Challenge —
Copy the lines starting at the one containing "outline pointed calyx lobe, every instance" and ending with the last line, changing "instance" to "occurrence" and leaving everything else as it is.

Data to process —
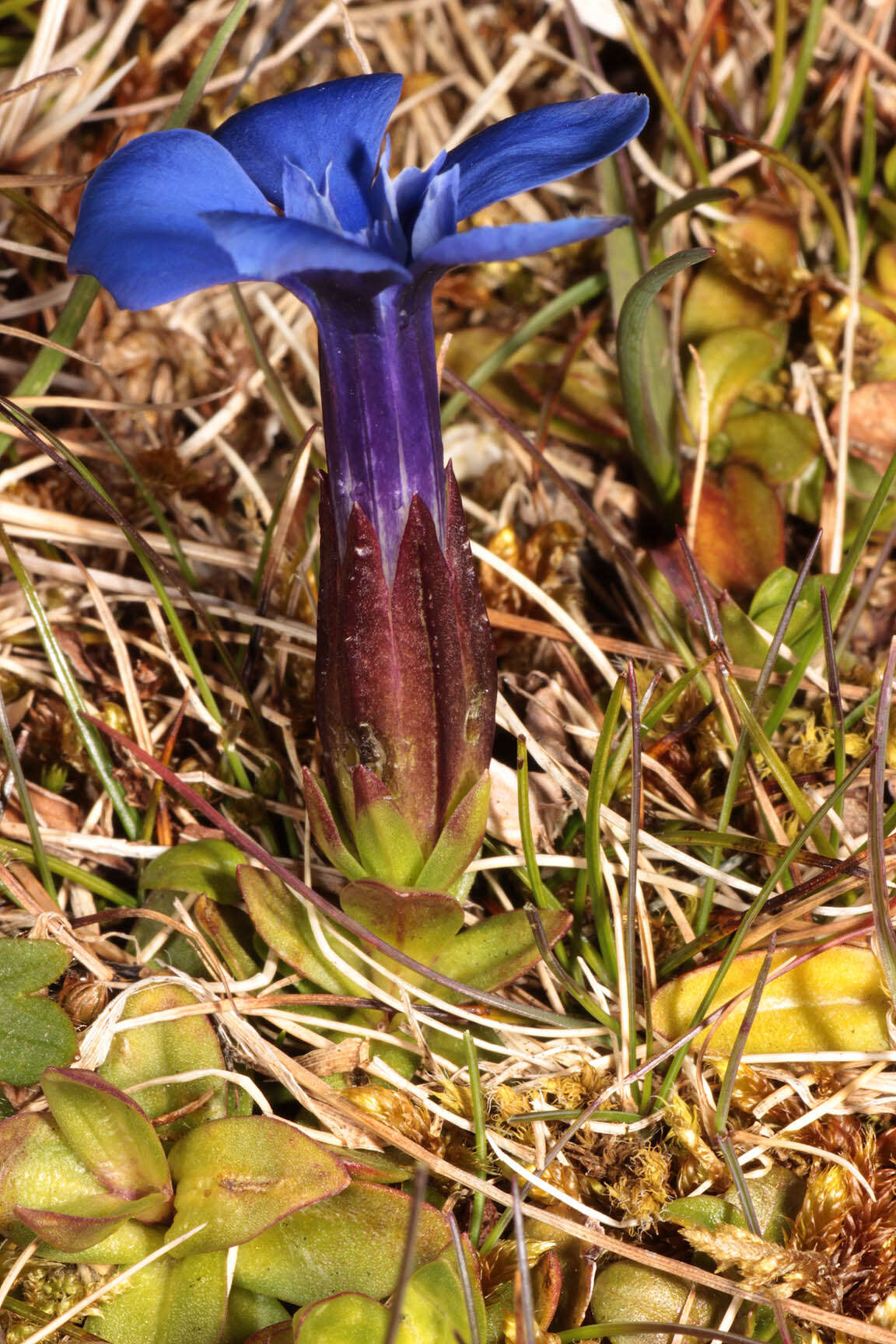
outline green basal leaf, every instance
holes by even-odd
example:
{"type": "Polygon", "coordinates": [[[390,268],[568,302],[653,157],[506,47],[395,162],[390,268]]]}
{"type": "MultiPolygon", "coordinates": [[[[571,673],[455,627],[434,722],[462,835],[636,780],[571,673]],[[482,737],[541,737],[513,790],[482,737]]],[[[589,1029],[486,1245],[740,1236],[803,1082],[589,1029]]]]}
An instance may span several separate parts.
{"type": "Polygon", "coordinates": [[[168,1239],[206,1224],[175,1257],[224,1250],[339,1193],[349,1176],[325,1148],[267,1116],[212,1120],[171,1150],[177,1183],[168,1239]]]}
{"type": "Polygon", "coordinates": [[[296,1344],[383,1344],[388,1310],[372,1297],[340,1293],[297,1312],[293,1329],[296,1344]]]}
{"type": "MultiPolygon", "coordinates": [[[[626,1261],[602,1270],[591,1294],[591,1310],[598,1325],[602,1321],[678,1321],[685,1302],[689,1304],[690,1324],[713,1325],[721,1316],[725,1298],[720,1293],[693,1288],[684,1278],[626,1261]]],[[[666,1337],[656,1332],[609,1337],[611,1344],[668,1344],[666,1337]]]]}
{"type": "Polygon", "coordinates": [[[219,1344],[227,1310],[227,1255],[157,1259],[101,1310],[90,1329],[110,1344],[219,1344]]]}
{"type": "MultiPolygon", "coordinates": [[[[562,910],[540,910],[539,918],[551,946],[572,922],[572,917],[562,910]]],[[[435,958],[435,969],[473,989],[500,989],[531,970],[539,957],[525,911],[512,910],[490,915],[459,933],[435,958]]],[[[449,991],[441,993],[446,999],[461,997],[449,991]]]]}
{"type": "Polygon", "coordinates": [[[347,915],[390,948],[426,966],[433,965],[463,926],[458,902],[434,891],[394,891],[382,882],[349,882],[339,902],[347,915]]]}
{"type": "MultiPolygon", "coordinates": [[[[398,1282],[410,1218],[407,1195],[353,1181],[242,1245],[234,1281],[297,1304],[334,1293],[386,1297],[398,1282]]],[[[423,1204],[414,1266],[435,1259],[447,1245],[445,1219],[423,1204]]]]}
{"type": "Polygon", "coordinates": [[[110,1199],[107,1188],[71,1150],[46,1114],[13,1116],[0,1124],[0,1234],[30,1242],[17,1210],[69,1210],[110,1199]]]}
{"type": "Polygon", "coordinates": [[[164,1216],[171,1175],[156,1130],[125,1093],[82,1068],[47,1068],[44,1097],[66,1142],[102,1184],[122,1199],[163,1195],[164,1216]]]}
{"type": "MultiPolygon", "coordinates": [[[[120,1020],[125,1023],[150,1013],[189,1008],[195,1003],[196,996],[184,985],[148,985],[128,997],[120,1020]]],[[[146,1023],[130,1031],[117,1031],[98,1074],[116,1087],[130,1090],[152,1078],[169,1078],[201,1068],[223,1070],[224,1056],[208,1017],[192,1013],[168,1021],[146,1023]]],[[[228,1105],[238,1111],[247,1107],[247,1094],[215,1077],[157,1083],[134,1091],[134,1098],[153,1121],[184,1107],[193,1107],[203,1097],[208,1099],[201,1106],[188,1109],[185,1114],[156,1126],[165,1144],[207,1120],[228,1114],[228,1105]]]]}
{"type": "MultiPolygon", "coordinates": [[[[775,953],[772,970],[799,950],[805,949],[775,953]]],[[[735,957],[709,1011],[750,991],[762,962],[759,952],[735,957]]],[[[688,1030],[716,970],[717,966],[701,966],[657,991],[653,1024],[658,1032],[674,1040],[688,1030]]],[[[744,999],[716,1025],[708,1046],[711,1055],[731,1051],[746,1005],[744,999]]],[[[888,1050],[888,1011],[889,997],[875,954],[866,948],[830,948],[768,981],[747,1038],[747,1051],[888,1050]]],[[[700,1046],[704,1036],[705,1032],[697,1036],[692,1047],[700,1046]]]]}
{"type": "MultiPolygon", "coordinates": [[[[767,376],[780,360],[778,341],[751,327],[708,336],[697,351],[705,379],[709,438],[725,426],[728,411],[751,383],[767,376]]],[[[695,430],[700,426],[700,379],[692,364],[685,379],[688,414],[695,430]]]]}
{"type": "Polygon", "coordinates": [[[148,863],[140,890],[201,892],[232,906],[239,900],[240,863],[246,863],[246,855],[227,840],[189,840],[148,863]]]}
{"type": "Polygon", "coordinates": [[[356,798],[352,836],[367,874],[395,887],[412,883],[423,867],[423,851],[394,798],[356,798]]]}
{"type": "Polygon", "coordinates": [[[286,1324],[289,1344],[293,1344],[289,1312],[282,1302],[278,1302],[275,1297],[265,1297],[263,1293],[231,1288],[220,1344],[249,1344],[250,1335],[281,1322],[286,1324]]]}
{"type": "Polygon", "coordinates": [[[67,1064],[78,1038],[63,1009],[39,996],[71,957],[46,938],[0,938],[0,1079],[15,1087],[36,1083],[44,1068],[67,1064]]]}
{"type": "Polygon", "coordinates": [[[716,1195],[689,1195],[686,1199],[673,1199],[661,1212],[670,1223],[680,1227],[701,1227],[713,1232],[716,1227],[747,1227],[743,1212],[716,1195]]]}
{"type": "Polygon", "coordinates": [[[821,453],[814,422],[795,411],[748,411],[725,422],[728,457],[755,466],[768,485],[786,485],[821,453]]]}
{"type": "Polygon", "coordinates": [[[267,946],[328,993],[352,993],[352,986],[324,961],[312,933],[308,910],[298,896],[263,868],[242,864],[238,876],[246,909],[267,946]]]}
{"type": "MultiPolygon", "coordinates": [[[[760,1234],[766,1241],[783,1246],[802,1207],[806,1181],[787,1167],[770,1167],[763,1176],[747,1180],[747,1189],[760,1234]]],[[[700,1227],[709,1232],[717,1227],[750,1226],[735,1189],[724,1199],[716,1195],[673,1199],[660,1216],[680,1227],[700,1227]]]]}
{"type": "Polygon", "coordinates": [[[142,1199],[117,1199],[114,1195],[79,1195],[58,1208],[23,1208],[17,1214],[26,1227],[47,1246],[64,1251],[83,1251],[105,1242],[129,1219],[157,1222],[168,1212],[168,1200],[160,1195],[142,1199]]]}
{"type": "Polygon", "coordinates": [[[411,1275],[395,1344],[469,1344],[470,1325],[457,1270],[443,1259],[411,1275]]]}
{"type": "Polygon", "coordinates": [[[258,973],[261,968],[247,952],[253,946],[255,930],[243,910],[223,906],[208,896],[197,896],[191,914],[214,943],[234,980],[251,980],[258,973]]]}
{"type": "Polygon", "coordinates": [[[490,778],[485,770],[445,823],[433,853],[416,875],[416,886],[449,891],[476,859],[489,817],[490,778]]]}

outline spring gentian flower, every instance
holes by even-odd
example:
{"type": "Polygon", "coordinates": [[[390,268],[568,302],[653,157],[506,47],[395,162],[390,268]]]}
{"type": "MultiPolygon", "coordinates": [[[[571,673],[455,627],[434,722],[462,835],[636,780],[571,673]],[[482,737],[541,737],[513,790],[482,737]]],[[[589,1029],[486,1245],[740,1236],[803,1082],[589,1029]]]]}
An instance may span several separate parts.
{"type": "Polygon", "coordinates": [[[614,153],[642,129],[647,99],[524,112],[392,179],[388,140],[380,146],[400,87],[399,75],[340,79],[239,112],[214,136],[130,141],[85,190],[69,269],[95,276],[124,308],[239,280],[278,281],[310,308],[328,462],[317,703],[333,813],[322,794],[309,808],[349,875],[369,874],[384,847],[403,855],[386,880],[445,886],[469,849],[450,818],[457,831],[474,813],[470,836],[484,825],[496,684],[443,465],[433,286],[451,266],[625,223],[457,227],[614,153]]]}

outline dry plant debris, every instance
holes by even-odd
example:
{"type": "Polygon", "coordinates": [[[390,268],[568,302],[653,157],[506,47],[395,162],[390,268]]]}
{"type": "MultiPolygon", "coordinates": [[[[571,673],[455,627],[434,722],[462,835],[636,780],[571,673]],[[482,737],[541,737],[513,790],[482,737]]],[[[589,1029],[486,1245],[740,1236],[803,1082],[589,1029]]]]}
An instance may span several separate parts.
{"type": "MultiPolygon", "coordinates": [[[[623,210],[635,231],[437,290],[446,445],[501,676],[465,918],[497,930],[532,903],[543,925],[500,1000],[384,969],[325,914],[341,879],[309,847],[301,786],[322,462],[308,312],[261,284],[242,309],[220,289],[79,312],[64,269],[86,176],[164,122],[231,9],[1,7],[0,1114],[16,1134],[63,1124],[44,1067],[78,1074],[75,1111],[114,1093],[130,1116],[130,1097],[141,1160],[150,1136],[164,1149],[150,1193],[169,1163],[187,1210],[191,1134],[287,1121],[351,1176],[333,1198],[360,1200],[359,1226],[388,1223],[386,1302],[420,1163],[416,1273],[445,1258],[465,1339],[669,1339],[653,1321],[893,1344],[893,5],[247,0],[206,78],[191,125],[211,130],[297,86],[400,73],[398,165],[545,102],[653,99],[619,161],[482,220],[623,210]],[[676,263],[650,317],[621,324],[639,277],[696,246],[715,255],[676,263]],[[250,844],[322,896],[301,930],[250,844]],[[30,1071],[35,1034],[48,1055],[30,1071]]],[[[102,1192],[86,1152],[59,1138],[82,1202],[102,1192]]],[[[130,1339],[133,1275],[187,1292],[199,1259],[136,1271],[159,1249],[132,1219],[136,1259],[62,1263],[48,1224],[23,1226],[0,1251],[8,1344],[130,1339]]],[[[228,1333],[193,1340],[292,1339],[297,1306],[297,1340],[333,1337],[309,1304],[353,1285],[351,1263],[297,1288],[253,1254],[227,1251],[228,1333]],[[262,1300],[287,1308],[265,1318],[262,1300]]]]}

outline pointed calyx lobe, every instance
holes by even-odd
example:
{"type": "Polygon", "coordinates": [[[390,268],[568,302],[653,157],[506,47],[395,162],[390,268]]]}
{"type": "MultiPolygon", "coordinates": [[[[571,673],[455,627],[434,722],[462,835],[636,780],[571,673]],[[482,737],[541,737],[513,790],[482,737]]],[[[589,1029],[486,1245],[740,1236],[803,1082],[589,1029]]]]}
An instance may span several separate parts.
{"type": "MultiPolygon", "coordinates": [[[[376,534],[352,511],[345,552],[329,491],[321,501],[317,718],[325,782],[344,835],[373,774],[427,859],[462,800],[488,771],[497,695],[494,649],[453,472],[447,473],[446,546],[414,496],[390,587],[376,534]]],[[[466,863],[482,840],[482,809],[470,809],[466,863]]],[[[396,836],[396,851],[398,845],[396,836]]],[[[400,845],[407,853],[407,845],[400,845]]],[[[461,875],[462,867],[455,874],[461,875]]],[[[371,872],[408,884],[407,871],[371,872]]],[[[412,879],[410,879],[412,882],[412,879]]],[[[451,879],[454,880],[454,879],[451,879]]]]}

Result below —
outline pointed calyx lobe, every occurrence
holes by even-odd
example:
{"type": "Polygon", "coordinates": [[[390,268],[568,302],[653,157],[506,47],[395,162],[390,268]]]}
{"type": "MultiPolygon", "coordinates": [[[[571,673],[455,627],[434,722],[462,835],[636,780],[571,673]],[[482,737],[541,737],[513,790],[482,737]]],[[[589,1029],[486,1245],[740,1236],[803,1082],[589,1029]]]]}
An occurrence may span several separate parts.
{"type": "MultiPolygon", "coordinates": [[[[376,534],[352,511],[345,552],[329,491],[321,501],[317,718],[325,782],[344,835],[373,774],[427,859],[462,800],[488,771],[497,695],[494,649],[453,472],[447,473],[446,546],[414,496],[390,587],[376,534]]],[[[466,863],[482,840],[482,809],[470,809],[466,863]]],[[[396,836],[396,851],[398,845],[396,836]]],[[[400,845],[407,853],[407,845],[400,845]]],[[[461,875],[462,867],[455,874],[461,875]]],[[[371,872],[408,884],[407,871],[371,872]]],[[[412,879],[410,879],[412,882],[412,879]]],[[[451,879],[454,880],[454,879],[451,879]]]]}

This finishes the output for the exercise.